* Task *
Convert the listing into a two-column CSV headed text and points, with one row for each sentence pair in the listing and the coordinates that follow it, each in a single quoted field with line breaks replaced by spaces. Leave the pictures out.

====== Supplied entries ======

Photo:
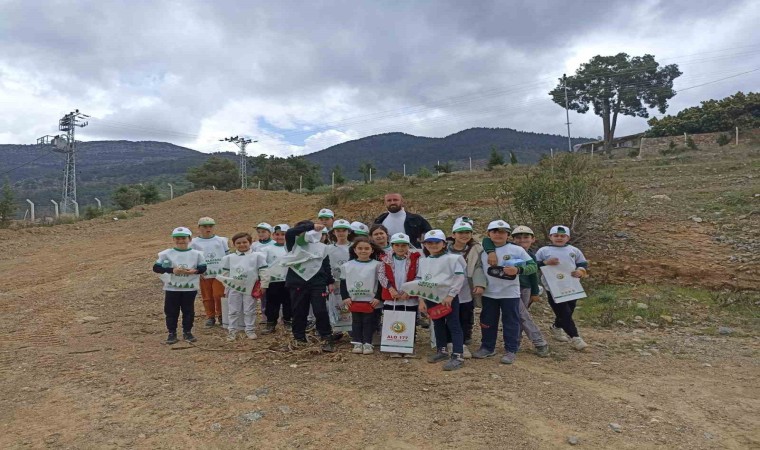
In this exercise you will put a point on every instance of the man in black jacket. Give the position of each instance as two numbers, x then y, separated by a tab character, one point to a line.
397	220
309	293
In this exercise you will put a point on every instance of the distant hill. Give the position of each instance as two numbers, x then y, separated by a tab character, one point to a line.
392	150
103	165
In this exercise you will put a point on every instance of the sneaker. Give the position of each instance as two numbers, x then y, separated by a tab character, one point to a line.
578	343
482	353
440	355
508	358
456	362
328	347
558	334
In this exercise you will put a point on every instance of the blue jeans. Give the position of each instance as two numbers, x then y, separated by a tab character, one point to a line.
450	322
509	308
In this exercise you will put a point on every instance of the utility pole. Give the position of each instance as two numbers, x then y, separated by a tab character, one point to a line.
567	115
241	143
66	144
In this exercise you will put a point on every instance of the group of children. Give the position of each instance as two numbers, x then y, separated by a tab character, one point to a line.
345	274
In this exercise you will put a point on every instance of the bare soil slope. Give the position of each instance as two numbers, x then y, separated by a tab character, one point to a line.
81	325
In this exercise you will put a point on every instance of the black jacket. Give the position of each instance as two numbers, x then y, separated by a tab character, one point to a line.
414	225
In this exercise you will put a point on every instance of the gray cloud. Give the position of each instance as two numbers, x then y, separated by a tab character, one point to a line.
190	72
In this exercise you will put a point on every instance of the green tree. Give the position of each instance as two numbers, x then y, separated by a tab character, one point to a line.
7	205
219	172
615	85
365	168
127	196
339	177
496	159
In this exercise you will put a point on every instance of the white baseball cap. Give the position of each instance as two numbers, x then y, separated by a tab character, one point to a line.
400	238
559	229
206	221
325	213
360	228
182	232
522	229
265	226
499	225
341	223
461	226
434	236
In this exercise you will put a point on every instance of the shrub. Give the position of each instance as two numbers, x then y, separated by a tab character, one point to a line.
568	189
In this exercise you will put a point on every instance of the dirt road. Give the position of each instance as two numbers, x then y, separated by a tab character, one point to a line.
83	365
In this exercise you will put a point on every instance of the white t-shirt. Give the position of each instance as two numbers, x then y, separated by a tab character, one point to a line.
498	287
394	222
567	254
185	259
213	249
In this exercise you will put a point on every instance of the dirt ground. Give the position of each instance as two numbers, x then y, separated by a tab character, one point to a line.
83	365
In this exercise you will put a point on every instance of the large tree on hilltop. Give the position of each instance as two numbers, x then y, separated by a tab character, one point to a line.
619	84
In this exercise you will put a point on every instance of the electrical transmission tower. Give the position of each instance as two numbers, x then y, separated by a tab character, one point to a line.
241	143
66	144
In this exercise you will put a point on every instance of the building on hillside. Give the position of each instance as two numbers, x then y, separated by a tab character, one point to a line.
630	142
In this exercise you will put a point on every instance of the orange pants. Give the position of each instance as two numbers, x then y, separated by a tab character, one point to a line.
212	292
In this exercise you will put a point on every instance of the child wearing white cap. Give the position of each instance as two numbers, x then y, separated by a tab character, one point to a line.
340	317
559	250
273	283
241	270
502	295
180	268
396	269
442	274
213	248
264	236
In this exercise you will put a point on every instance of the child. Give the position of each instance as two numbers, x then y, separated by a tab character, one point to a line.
273	283
552	255
523	236
396	269
307	279
264	233
213	249
180	267
340	318
358	288
475	282
443	275
240	273
502	295
379	235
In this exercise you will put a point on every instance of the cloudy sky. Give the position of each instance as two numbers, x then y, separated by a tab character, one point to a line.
300	76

======

* Task response *
text,points
"Photo: In this exercise you will put a point on every instance of the man in black jacket. Give the position of each instance as two numbers, x then y, separated by a tab character, one point to a line.","397	220 309	293"
"In this exercise you will put a point on every instance of the distant hill. Give the position of each instance as two numbers, x then y, separated by a tab character, one point to a line.","392	150 103	165"
"In this exercise you will put a point on every instance of the sneaker. Give the position of each instance as two numbers, x then y, separated by a tab character, one point to a line.","578	343 482	353 440	355 508	358 456	362 328	347 558	334"
"In this exercise you will put a point on every instance of the blue jeans. Give the position of each instance as two numbers, x then y, separated by a tab character, one point to a line.","450	322 509	308"
"In this exercise you will put a point on every instance of the utility pole. Give the position of each instance as two numbers, x then y, separated by a tab character, one point to a line.","567	115 241	143 66	144"
"In this exercise you will put a point on every instance of the group of children. Give the position of each instance as two numbers, x then y, separated by a tab character, one point to a line.","345	274"
"In this exercise you will put a point on every instance of the bare soil slope. Give the position of each instance as two numbers, x then y, separated by a tab character, one point to a line.","81	325"
"In this exercise you will put a point on every instance of the black jacket. Give the position of each instance as two numbers, x then y, separated by a tab character, one point to a line.","414	225"
"In this exercise you will put a point on every instance of the gray cloud. Give the position of each instance as two numbers, x then y, separated by a tab character, one point to a line.","190	72"
"In this exercise you will put a point on every instance of the green tree. Give the position of each instance as two numbers, x then y, separated by a tab character, one point to a line.","7	205 219	172 615	85 365	168 127	196 339	177 496	159"
"In this exercise you will put a point on every instance of the white baseball cap. Give the position of each instance as two numbers, x then y, separated by a tab character, one point to a line.","400	238 559	229 206	221 325	213 360	228 182	232 522	229 265	226 499	225 341	223 461	226 434	236"
"In this exercise you will put a point on every instance of the shrub. Give the position of each instance as two numbers, x then y, separated by a tab character, one point to a line.","568	189"
"In this exercise you will put a point on every instance of the dirt road. Give the position of each instance as two numbers, x then y, separated by a tab character, one point to a line.","83	365"
"In this exercise you will put a point on every instance of the white t-shirt. Give the position of each instance as two numbers, x then y, separated by a tab character, one point to a line.","498	287 394	222 567	254 185	259 213	249"
"In this exercise you will put a point on every instance of the dirt ground. Give the position of each instance as two numbers, x then y, separated by a tab character, one point to a line.","83	365"
"In this exercise you will put a point on every instance of the large tree on hilltop. Give the position of each instance as two numbers, x then y, separated by a tab character, one point to a line.","619	84"
"In this exercise you will put a point on every instance of the electrical transmission tower. Give the position of each instance as two numbers, x then y, separated by a tab character, one point to a line.","241	143 66	144"
"In this exercise you will put a point on every instance of the building on hillside. Give the position of each instance as two numbers, x then y, separated by a tab character, one point to a line.","630	142"
"In this exercise you will put a point on every instance of the orange pants. Give the position of each instance as two numbers, x then y, separated by a tab character, one point to a line.","212	292"
"In this exercise you will put a point on every instance of the child wearing white cap. Give the position of each instance as two numbers, x then y, separated by a tab character, one point to a line.","340	317 559	250 273	283 241	270 502	295 180	268 396	269 442	274 213	248 264	236"
"In this exercise you will put a point on every instance of the child. Give the position of each instance as two numbers, x then y, separated by a tab character, one point to a line.","273	283 552	255 523	236 396	269 307	279 264	233 213	249 180	267 340	318 358	288 475	282 443	275 240	273 502	295 379	235"
"In this exercise you will put a point on every instance of the cloudy sky. Give the position of each instance as two numbers, x then y, separated by a tab character, one point to a line.","300	76"